[What is asked]: Repeat the following records word for word, line by line.

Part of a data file
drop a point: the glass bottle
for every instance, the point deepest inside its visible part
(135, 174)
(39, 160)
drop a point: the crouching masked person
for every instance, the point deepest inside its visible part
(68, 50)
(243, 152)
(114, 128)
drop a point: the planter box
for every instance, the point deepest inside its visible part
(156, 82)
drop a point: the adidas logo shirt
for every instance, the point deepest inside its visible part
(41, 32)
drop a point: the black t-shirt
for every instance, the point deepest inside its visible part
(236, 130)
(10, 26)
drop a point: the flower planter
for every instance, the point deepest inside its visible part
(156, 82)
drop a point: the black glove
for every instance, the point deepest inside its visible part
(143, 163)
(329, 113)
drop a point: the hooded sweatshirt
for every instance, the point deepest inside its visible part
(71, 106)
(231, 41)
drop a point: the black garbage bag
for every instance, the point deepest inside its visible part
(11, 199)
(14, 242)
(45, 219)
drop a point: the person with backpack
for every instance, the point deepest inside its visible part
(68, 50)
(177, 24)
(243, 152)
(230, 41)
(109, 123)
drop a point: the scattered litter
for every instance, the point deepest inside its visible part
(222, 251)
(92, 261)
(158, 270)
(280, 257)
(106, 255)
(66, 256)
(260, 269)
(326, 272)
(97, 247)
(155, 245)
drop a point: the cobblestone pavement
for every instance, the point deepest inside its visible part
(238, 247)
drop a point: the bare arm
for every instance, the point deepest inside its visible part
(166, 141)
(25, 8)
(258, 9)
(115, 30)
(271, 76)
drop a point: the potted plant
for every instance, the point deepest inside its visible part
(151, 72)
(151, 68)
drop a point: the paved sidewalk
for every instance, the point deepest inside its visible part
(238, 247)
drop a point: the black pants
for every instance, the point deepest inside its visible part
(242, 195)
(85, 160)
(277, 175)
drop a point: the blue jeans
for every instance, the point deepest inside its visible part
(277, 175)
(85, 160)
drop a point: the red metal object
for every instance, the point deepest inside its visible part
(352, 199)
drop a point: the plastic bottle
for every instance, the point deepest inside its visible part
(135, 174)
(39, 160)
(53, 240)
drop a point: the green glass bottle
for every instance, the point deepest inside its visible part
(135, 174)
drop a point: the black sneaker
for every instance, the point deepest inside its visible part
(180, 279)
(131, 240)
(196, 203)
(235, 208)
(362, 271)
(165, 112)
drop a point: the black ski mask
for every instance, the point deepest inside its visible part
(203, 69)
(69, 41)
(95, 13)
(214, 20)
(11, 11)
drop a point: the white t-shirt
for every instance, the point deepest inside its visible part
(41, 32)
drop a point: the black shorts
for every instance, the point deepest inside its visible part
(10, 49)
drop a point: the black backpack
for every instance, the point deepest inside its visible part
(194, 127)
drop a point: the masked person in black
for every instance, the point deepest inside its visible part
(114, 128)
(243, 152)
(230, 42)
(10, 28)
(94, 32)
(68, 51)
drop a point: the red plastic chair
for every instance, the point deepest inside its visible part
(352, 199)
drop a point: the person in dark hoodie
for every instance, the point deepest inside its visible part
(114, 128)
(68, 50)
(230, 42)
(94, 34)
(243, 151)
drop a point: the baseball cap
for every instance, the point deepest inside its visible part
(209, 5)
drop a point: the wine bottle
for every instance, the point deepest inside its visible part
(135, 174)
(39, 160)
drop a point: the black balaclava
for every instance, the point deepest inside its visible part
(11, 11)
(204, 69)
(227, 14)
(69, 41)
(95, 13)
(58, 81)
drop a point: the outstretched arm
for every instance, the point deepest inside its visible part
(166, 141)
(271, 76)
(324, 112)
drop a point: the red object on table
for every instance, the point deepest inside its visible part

[Result of the exercise]:
drop a point: the glass bottle
for every instance, the point deepest inside its visible part
(135, 174)
(39, 160)
drop a point: the crouching masked person
for every instance, the point deepest inside its visible part
(68, 50)
(243, 152)
(114, 128)
drop a point: the planter box
for every instance, the point deepest inside its visible part
(156, 82)
drop a point: the adidas logo shirt
for every instance, the point deepest inside its visible part
(41, 32)
drop a point: the black t-shirt
for every instance, the point deepest inside its visible part
(236, 130)
(10, 26)
drop a point: the flower planter
for every instance, the point deepest inside its visible part
(156, 82)
drop a point: the black glove
for every instance, the point deepest inside its visible part
(143, 163)
(329, 113)
drop a point: the hooded sweatshirt
for every instance, the point deepest inside its visible part
(71, 106)
(231, 41)
drop a point: the black garbage bag
for every instance, the point deepest inside its visible part
(11, 199)
(14, 242)
(45, 219)
drop a point: the person with backpack
for every instance, the point deepest inside its visible part
(68, 50)
(177, 24)
(243, 152)
(230, 41)
(109, 123)
drop a point: the scattered litter
for every instance, the point deepest inside its visible part
(222, 251)
(92, 261)
(158, 270)
(280, 257)
(106, 255)
(66, 256)
(260, 269)
(326, 272)
(97, 247)
(155, 245)
drop a point: the cobblestone pavement
for every instance, the point deepest inside its visible part
(238, 247)
drop a point: the bare arm
for every instance, the point deepest inside its visible part
(166, 141)
(25, 8)
(258, 9)
(115, 30)
(271, 76)
drop a point: the potted plant
for every instance, the point deepest inside its visible part
(151, 72)
(151, 68)
drop a point: the paved sidewalk
for every instance, the point deepest inside its visible part
(238, 247)
drop a point: the black pants
for every instance, the point deepest inside its visible part
(242, 195)
(85, 160)
(277, 175)
drop a point: the blue jeans
for every instance, the point deepest inside its visible part
(277, 175)
(85, 160)
drop a point: the red metal object
for every instance, the point deepest inside its visible part
(352, 199)
drop a point: the plastic bottle
for every instance, the point deepest inside its visible part
(135, 174)
(39, 160)
(53, 240)
drop a point: the green glass bottle
for every instance, the point deepest inside its visible part
(135, 174)
drop a point: the black sneaker
for every instance, the point deepest inside its visible part
(180, 279)
(131, 240)
(196, 203)
(235, 208)
(362, 271)
(165, 112)
drop a point: the black ski mask
for every instance, the point deepest inside its visible part
(203, 69)
(69, 41)
(95, 13)
(214, 20)
(11, 11)
drop a point: the white t-shirt
for every instance, the point deepest inside its visible part
(41, 32)
drop a point: the black shorts
for every instance, the point deepest inside its visible part
(10, 49)
drop a point: the black backpack
for every instance, the point deepest inside its visible part
(194, 127)
drop a point: the masked person in black
for every instance, the point deepest inside its visible part
(114, 128)
(243, 152)
(230, 42)
(10, 28)
(94, 32)
(68, 51)
drop a point: the red plastic chair
for every instance, the point deepest inside its visible part
(352, 199)
drop a point: the person in dark hoodie
for every instance, the point deepest inside its visible part
(114, 128)
(68, 50)
(230, 42)
(94, 34)
(243, 151)
drop a point: the baseball cap
for every instance, the point deepest inside its visible part
(209, 5)
drop a point: the wine bottle
for every instance, the point deepest inside its visible part
(135, 174)
(39, 160)
drop a point: the black balaclava
for every instance, the point deepest inside its visible part
(11, 11)
(204, 69)
(227, 14)
(69, 41)
(95, 13)
(58, 81)
drop a point: the outstretched arm
for every instance, the point deepest inside its visible part
(166, 141)
(271, 76)
(324, 112)
drop a point: the red object on table
for every instance, the point deepest inside its visible part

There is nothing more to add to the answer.